Copy each of the following records verbatim, line for line, preserving every character.

━━━━━ SUPPLIED RECORDS ━━━━━

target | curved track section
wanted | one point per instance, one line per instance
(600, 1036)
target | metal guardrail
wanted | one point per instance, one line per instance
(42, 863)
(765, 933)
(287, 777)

━━━━━

TASK RESULT ▸
target | curved track section
wanted | one point per instance, one line per instance
(600, 1036)
target | metal guardrail
wanted | one point per instance, one line per instance
(42, 863)
(765, 933)
(287, 777)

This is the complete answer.